● **Task to complete**
All that is needed is each line of the entries holding the word "target", copied as it stands.

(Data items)
--------

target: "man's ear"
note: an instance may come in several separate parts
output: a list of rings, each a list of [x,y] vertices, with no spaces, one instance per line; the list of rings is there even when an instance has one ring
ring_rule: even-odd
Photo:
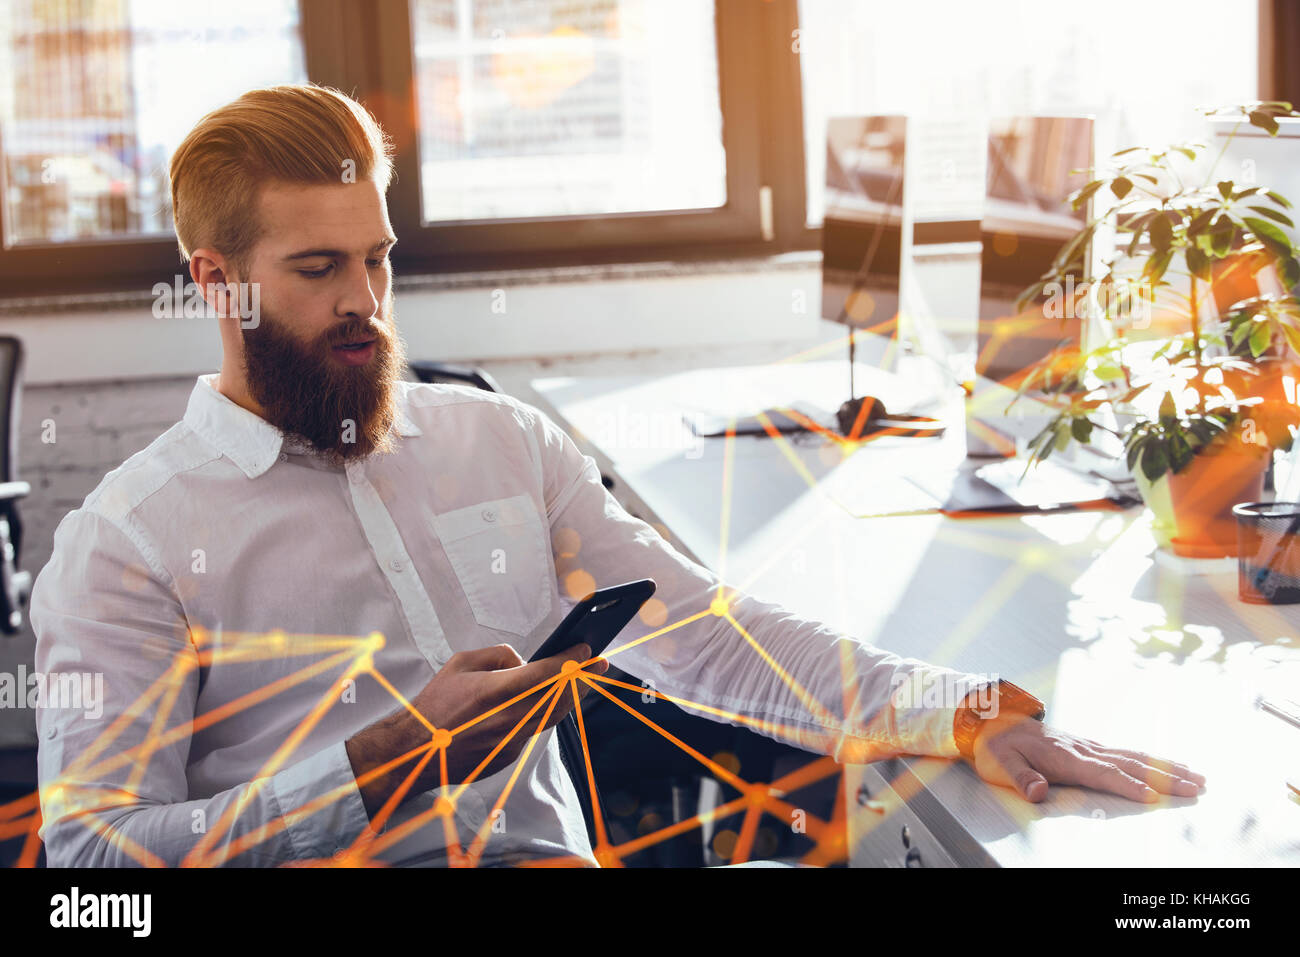
[[[204,247],[190,256],[190,278],[199,287],[203,301],[221,319],[222,325],[239,321],[239,280],[230,262],[215,249]]]

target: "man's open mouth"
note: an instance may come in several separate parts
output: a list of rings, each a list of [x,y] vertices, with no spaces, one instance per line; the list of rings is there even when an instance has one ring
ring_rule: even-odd
[[[330,350],[335,360],[349,366],[363,366],[370,362],[375,354],[377,340],[360,339],[356,342],[340,342]]]

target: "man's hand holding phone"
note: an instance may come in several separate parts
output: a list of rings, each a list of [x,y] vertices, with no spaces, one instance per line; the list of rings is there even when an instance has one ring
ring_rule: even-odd
[[[581,643],[560,654],[527,663],[509,645],[493,645],[452,655],[411,701],[411,705],[424,715],[429,724],[446,731],[452,731],[486,715],[452,737],[447,747],[448,783],[458,784],[464,781],[537,704],[541,693],[528,695],[502,707],[506,702],[560,674],[566,662],[581,664],[590,657],[591,648]],[[609,670],[609,662],[598,658],[585,670],[593,674],[604,674]],[[546,723],[542,724],[541,719],[546,714],[547,707],[549,702],[538,709],[528,723],[497,752],[478,775],[480,779],[511,764],[523,752],[532,735],[558,724],[573,708],[572,693],[566,691],[561,695],[546,718]],[[352,762],[353,773],[359,780],[368,771],[428,744],[429,739],[429,729],[403,708],[348,739],[348,758]],[[361,798],[366,813],[372,820],[418,761],[419,758],[415,758],[404,762],[361,786]],[[441,785],[442,772],[435,754],[407,791],[407,795]]]

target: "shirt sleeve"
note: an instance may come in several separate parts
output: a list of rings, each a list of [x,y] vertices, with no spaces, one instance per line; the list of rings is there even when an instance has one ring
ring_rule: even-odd
[[[957,703],[986,676],[900,657],[721,581],[629,515],[605,489],[595,460],[528,408],[561,593],[577,598],[638,578],[657,585],[607,649],[611,664],[684,707],[716,709],[688,707],[693,713],[837,761],[957,756]]]
[[[50,866],[176,866],[207,849],[235,866],[329,856],[369,818],[345,743],[191,799],[186,763],[200,655],[170,576],[129,526],[81,509],[60,523],[33,589],[38,773]],[[57,707],[56,707],[57,705]],[[320,810],[305,806],[331,794]],[[218,828],[228,812],[229,826]],[[236,842],[247,846],[235,848]],[[234,853],[232,853],[234,851]]]

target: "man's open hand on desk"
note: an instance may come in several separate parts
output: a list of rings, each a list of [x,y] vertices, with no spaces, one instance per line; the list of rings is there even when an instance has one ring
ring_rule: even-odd
[[[493,645],[490,648],[458,652],[447,659],[447,663],[415,696],[411,705],[433,727],[446,731],[455,730],[487,715],[452,737],[447,746],[448,783],[458,784],[469,777],[483,759],[505,740],[515,725],[523,720],[529,709],[537,704],[539,695],[528,695],[509,707],[501,708],[501,705],[559,674],[566,662],[581,663],[590,656],[591,649],[580,644],[554,657],[525,664],[519,653],[509,645]],[[593,674],[604,674],[609,670],[609,662],[603,658],[598,659],[588,665],[586,670]],[[510,765],[519,757],[532,735],[558,724],[573,708],[572,692],[566,689],[561,694],[560,700],[547,717],[546,724],[539,727],[548,706],[549,703],[543,705],[492,758],[491,763],[479,773],[479,779]],[[494,711],[496,708],[500,710]],[[367,771],[428,744],[429,740],[430,732],[423,722],[406,709],[397,711],[348,739],[348,757],[352,762],[353,773],[360,778]],[[381,775],[361,787],[362,801],[372,819],[415,764],[415,760],[407,761],[391,773]],[[441,784],[442,771],[435,754],[407,791],[407,796]]]
[[[1150,803],[1160,794],[1195,797],[1205,776],[1175,761],[1108,748],[1057,731],[1024,715],[984,723],[975,738],[975,770],[985,781],[1015,788],[1027,801],[1047,797],[1049,784],[1073,784]]]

--------

● **Exercise result**
target: "man's ear"
target: "man's open mouth"
target: "man's hand holding phone"
target: "shirt sleeve"
target: "man's open hand on desk"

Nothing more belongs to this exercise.